* DIRECTIVE:
Produce an exact copy of all the data below, dropping every image.

* SUPPLIED MATERIAL:
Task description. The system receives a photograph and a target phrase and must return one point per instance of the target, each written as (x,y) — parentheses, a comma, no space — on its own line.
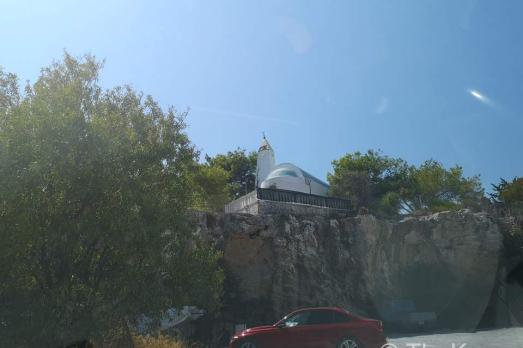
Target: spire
(265,144)
(265,161)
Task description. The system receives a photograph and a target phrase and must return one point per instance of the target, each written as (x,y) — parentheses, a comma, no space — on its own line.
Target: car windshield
(183,173)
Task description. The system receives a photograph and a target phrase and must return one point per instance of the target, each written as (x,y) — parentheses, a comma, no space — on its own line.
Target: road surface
(501,338)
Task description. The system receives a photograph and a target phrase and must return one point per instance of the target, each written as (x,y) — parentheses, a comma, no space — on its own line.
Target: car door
(320,329)
(296,333)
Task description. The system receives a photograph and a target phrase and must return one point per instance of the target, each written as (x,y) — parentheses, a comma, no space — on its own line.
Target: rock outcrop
(444,264)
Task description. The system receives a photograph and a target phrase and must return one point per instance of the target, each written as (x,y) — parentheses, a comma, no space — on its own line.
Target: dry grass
(157,342)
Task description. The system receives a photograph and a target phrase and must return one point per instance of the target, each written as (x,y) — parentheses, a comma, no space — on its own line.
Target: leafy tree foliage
(509,194)
(371,180)
(434,188)
(211,188)
(241,169)
(94,187)
(389,186)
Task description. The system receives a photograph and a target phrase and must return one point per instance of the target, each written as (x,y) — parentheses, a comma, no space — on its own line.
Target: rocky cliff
(445,264)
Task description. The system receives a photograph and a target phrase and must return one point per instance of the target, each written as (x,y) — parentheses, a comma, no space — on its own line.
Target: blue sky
(416,79)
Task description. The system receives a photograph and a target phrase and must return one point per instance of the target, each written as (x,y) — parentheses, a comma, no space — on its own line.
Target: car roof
(337,309)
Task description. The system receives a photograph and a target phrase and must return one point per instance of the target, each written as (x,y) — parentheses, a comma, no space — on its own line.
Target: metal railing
(302,198)
(241,203)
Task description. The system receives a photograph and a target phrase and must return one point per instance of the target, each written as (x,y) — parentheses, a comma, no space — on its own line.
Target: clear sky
(416,79)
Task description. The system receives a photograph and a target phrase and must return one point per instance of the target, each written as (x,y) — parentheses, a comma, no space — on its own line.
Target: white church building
(286,188)
(285,176)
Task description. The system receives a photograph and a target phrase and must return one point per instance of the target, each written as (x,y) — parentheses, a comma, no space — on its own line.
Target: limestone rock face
(444,263)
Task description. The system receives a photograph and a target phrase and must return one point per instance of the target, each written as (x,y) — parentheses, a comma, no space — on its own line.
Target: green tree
(434,188)
(212,188)
(389,186)
(241,169)
(94,187)
(370,180)
(510,194)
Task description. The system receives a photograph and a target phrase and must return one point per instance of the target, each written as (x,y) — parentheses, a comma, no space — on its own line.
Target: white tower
(265,163)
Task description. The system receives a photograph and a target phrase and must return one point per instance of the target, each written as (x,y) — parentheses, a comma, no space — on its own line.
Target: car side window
(339,317)
(298,319)
(319,317)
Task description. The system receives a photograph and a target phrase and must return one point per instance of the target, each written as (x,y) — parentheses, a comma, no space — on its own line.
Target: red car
(325,327)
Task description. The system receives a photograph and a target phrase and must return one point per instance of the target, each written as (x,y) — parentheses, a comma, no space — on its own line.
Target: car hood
(259,329)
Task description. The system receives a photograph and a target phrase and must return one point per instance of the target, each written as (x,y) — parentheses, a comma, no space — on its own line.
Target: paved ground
(502,338)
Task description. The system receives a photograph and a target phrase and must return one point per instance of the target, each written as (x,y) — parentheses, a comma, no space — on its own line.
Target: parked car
(325,327)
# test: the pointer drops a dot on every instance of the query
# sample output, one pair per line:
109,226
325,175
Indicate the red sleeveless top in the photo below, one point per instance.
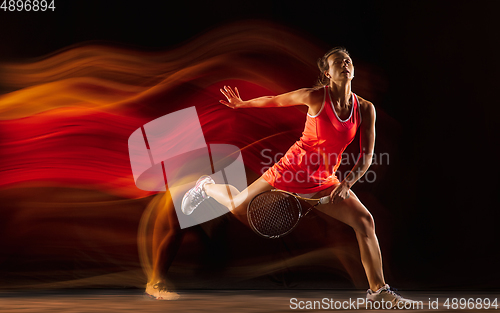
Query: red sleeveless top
309,165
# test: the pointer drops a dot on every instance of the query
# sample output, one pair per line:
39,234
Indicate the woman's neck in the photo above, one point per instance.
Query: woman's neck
341,93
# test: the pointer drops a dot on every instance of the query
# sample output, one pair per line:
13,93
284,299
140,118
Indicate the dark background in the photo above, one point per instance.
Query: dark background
440,62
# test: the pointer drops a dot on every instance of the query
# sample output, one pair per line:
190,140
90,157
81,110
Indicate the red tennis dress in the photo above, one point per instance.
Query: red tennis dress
309,165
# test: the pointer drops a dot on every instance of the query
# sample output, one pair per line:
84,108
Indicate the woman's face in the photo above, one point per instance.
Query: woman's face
340,67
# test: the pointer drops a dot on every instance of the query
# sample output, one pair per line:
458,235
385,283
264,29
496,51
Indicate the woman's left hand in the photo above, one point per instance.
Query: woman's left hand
340,193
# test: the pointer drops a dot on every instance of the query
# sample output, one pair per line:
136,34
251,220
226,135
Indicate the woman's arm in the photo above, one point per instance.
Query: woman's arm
297,97
367,144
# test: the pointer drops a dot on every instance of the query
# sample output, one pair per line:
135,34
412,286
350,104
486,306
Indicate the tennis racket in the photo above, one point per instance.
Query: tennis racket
275,213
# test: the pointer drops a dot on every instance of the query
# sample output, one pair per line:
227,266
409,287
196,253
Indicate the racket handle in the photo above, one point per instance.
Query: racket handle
324,200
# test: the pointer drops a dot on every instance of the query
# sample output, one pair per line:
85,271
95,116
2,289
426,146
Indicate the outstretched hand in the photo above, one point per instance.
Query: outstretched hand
233,97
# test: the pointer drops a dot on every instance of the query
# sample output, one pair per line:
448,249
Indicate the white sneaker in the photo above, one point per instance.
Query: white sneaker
386,294
195,195
159,291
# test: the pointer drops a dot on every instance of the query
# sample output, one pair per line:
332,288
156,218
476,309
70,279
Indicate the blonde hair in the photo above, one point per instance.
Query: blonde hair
323,66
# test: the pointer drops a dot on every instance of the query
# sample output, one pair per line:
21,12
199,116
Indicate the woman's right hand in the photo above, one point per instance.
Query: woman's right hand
233,97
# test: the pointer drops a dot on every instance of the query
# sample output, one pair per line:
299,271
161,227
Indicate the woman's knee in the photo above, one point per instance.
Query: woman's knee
365,224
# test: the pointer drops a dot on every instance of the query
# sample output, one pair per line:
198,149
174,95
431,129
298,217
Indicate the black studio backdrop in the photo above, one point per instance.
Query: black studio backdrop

* SOLVED EXERCISE:
Task description. The system receives a photograph and a target phrase and must return one point per instance of the target, each written as (x,y) — parentheses, a comma, no space — on its own line.
Target: spire
(265,144)
(265,161)
Task description. The system receives a photograph and a target phrase and must return one point per instance of the target, each written as (x,y) — parentheses, a comma, no space — on its own line.
Target: car windshield
(183,173)
Task description. The system receives a photograph and a target phrase and must return one point per instance of the target, each written as (x,y) — parentheses, a comma, no space — on its own line.
Target: road surface
(501,338)
Task description. The system receives a photograph and a target phrase and must return one point per instance of the target, each written as (x,y) — parentheses, a comma, no space — on its own line.
Target: car door
(320,329)
(296,333)
Task description. The system receives a photograph and a target phrase and must return one point per instance of the target, each written as (x,y) — parentheses, a comma, no space — on its own line.
Target: rock outcrop
(444,264)
Task description. The system receives a photograph and a target phrase and must return one point per instance of the target, each written as (x,y) — parentheses, a comma, no space — on its own line.
Target: dry grass
(157,342)
Task description. The system receives a photograph and a target phrase and must return one point per instance of the target, each written as (x,y) — parentheses, a comma, no space — on its own line.
Target: leafy tree foliage
(509,194)
(371,180)
(434,188)
(211,188)
(241,169)
(94,187)
(389,186)
Task description. The system receives a photograph and a target phrase and must return one point per instance of the target, each written as (x,y) — parentheses, a comma, no space — on its own line.
Target: rocky cliff
(445,264)
Task description. The system receives a photograph and a target phrase and must return one point per instance of the target, each written as (x,y) — parentheses, a comma, no space — on its own line.
Target: blue sky
(416,79)
Task description. The system receives a photograph and a target phrase and must return one point per instance of the target, each written as (x,y) — parentheses, a comma, no space — on its own line.
Target: car roof
(337,309)
Task description. The system receives a photograph and a target phrase and must return one point per instance of the target, each written as (x,y) — parentheses, a comma, no space — on its own line.
Target: metal railing
(302,198)
(241,203)
Task description. The system receives a photograph and a target phrase and must return one point per instance of the target, each written as (x,y) — parentheses, a comma, no space — on its own line.
Target: clear sky
(416,79)
Task description. The system receives a photograph and a target phrase and must return one point per instance of the target, each written as (x,y) — parentheses, a comma, no space — on its own line.
Target: white church building
(286,188)
(285,176)
Task description. The system receives a photograph and a target phrase and must return one point per instance of the target, each written as (x,y) — parentheses, a comma, no space — on its own line.
Target: limestone rock face
(444,263)
Task description. The system receives a photograph and a target phrase and must return one point per instance of the target, each written as (x,y) — parentheses, a comma, no space — on its own line.
Target: green tree
(434,188)
(212,188)
(389,186)
(241,169)
(94,187)
(370,180)
(510,194)
Task description. The system receives a photograph and a target phrase and must return one point per instance of the target, each written as (x,y) — parentheses, a comma, no space — on its own line.
Target: white tower
(265,163)
Task description. The system receives a photograph and a target phrase and must return one point per instance of the target, each written as (x,y) — parentheses, a comma, no space — on its own line.
Target: car side window
(339,317)
(298,319)
(319,317)
Task description. The system receives a photograph and a target phrase and must return one point per instance of the target, each written as (x,y) — parentheses, a comma, no space — on its own line.
Target: red car
(325,327)
Task description. The system receives a photograph and a target phrase and must return one point per instance of the target, each written as (x,y) — parentheses, a comma, no space — on its own line.
Target: car hood
(259,329)
Task description. The system receives a photograph and a target phrase and must return one point per instance of the target, each written as (x,y) — parentheses, a comma, no space — on its own line.
Target: paved ground
(502,338)
Task description. The system receives a photograph and a target phrase and must return one point per instance of the target, each written as (x,y) — parentheses, a comma, no space — on its own line.
Target: parked car
(325,327)
# test: the pointer drops a dot on every instance of the query
# sample output, one pair per line:
109,226
325,175
Indicate the red sleeveless top in the photo below, one point per instance.
Query: red sleeveless top
309,165
# test: the pointer drops a dot on every instance of the query
# sample output, one pair per line:
39,234
Indicate the woman's neck in the photo above, one point per instance.
Query: woman's neck
341,93
# test: the pointer drops a dot on every instance of the query
# sample output, one pair per line:
13,93
284,299
140,118
Indicate the dark background in the photo above, one point per instance.
Query: dark background
440,62
# test: the pointer drops a dot on every instance of the query
# sample output, one pair per line:
190,140
90,157
81,110
Indicate the red tennis dress in the photo above, one point per instance.
Query: red tennis dress
309,165
# test: the pointer drops a dot on every instance of the query
# sample output, one pair per line:
84,108
Indicate the woman's face in the photo above, one point per instance.
Query: woman's face
340,67
# test: the pointer drops a dot on every instance of the query
# sample output, one pair per line:
458,235
385,283
264,29
496,51
Indicate the woman's left hand in the photo above, one point per instance.
Query: woman's left hand
340,193
# test: the pointer drops a dot on every instance of the query
# sample output, one pair per line:
136,34
251,220
226,135
Indicate the woman's arm in the photo above, one point per instance.
Query: woman's arm
297,97
367,144
# test: the pointer drops a dot on every instance of the query
# sample output, one pair per line:
135,34
412,286
350,104
486,306
Indicate the tennis racket in the photo above, one point per instance.
Query: tennis racket
275,213
# test: the pointer drops a dot on every instance of the query
# sample output, one pair per line:
227,266
409,287
196,253
Indicate the racket handle in the photo above, one point per instance.
Query: racket handle
324,200
# test: the pointer drops a dot on every instance of the query
# sample output, one pair per line:
85,271
95,116
2,289
426,146
Indicate the outstretched hand in the photo above, one point per instance.
Query: outstretched hand
233,97
# test: the pointer drops a dot on every instance of the query
# sample output, one pair per line:
448,249
Indicate the white sneaker in the photo above, one point per instance.
Query: white sneaker
386,294
195,195
159,291
# test: the pointer drops a dot on every instance of the query
# sample output, one pair per line:
332,288
156,218
476,309
70,279
Indicate the blonde hair in the photo above, one point per instance.
Query: blonde hair
323,66
# test: the pointer drops a dot on every instance of the query
# sample output, one pair per line:
21,12
199,116
Indicate the woman's right hand in the photo above, one point per instance.
Query: woman's right hand
233,97
# test: the pointer drops a dot on every instance of the query
# sample output, one pair per line:
299,271
161,227
Indicate the woman's knee in the photo above, one point per instance.
Query: woman's knee
365,224
# test: the pointer drops a dot on every instance of the query
# sample output, one pair per line:
198,149
174,95
431,129
298,217
Indicate the black studio backdrop in the photo above, one point per instance.
Query: black studio backdrop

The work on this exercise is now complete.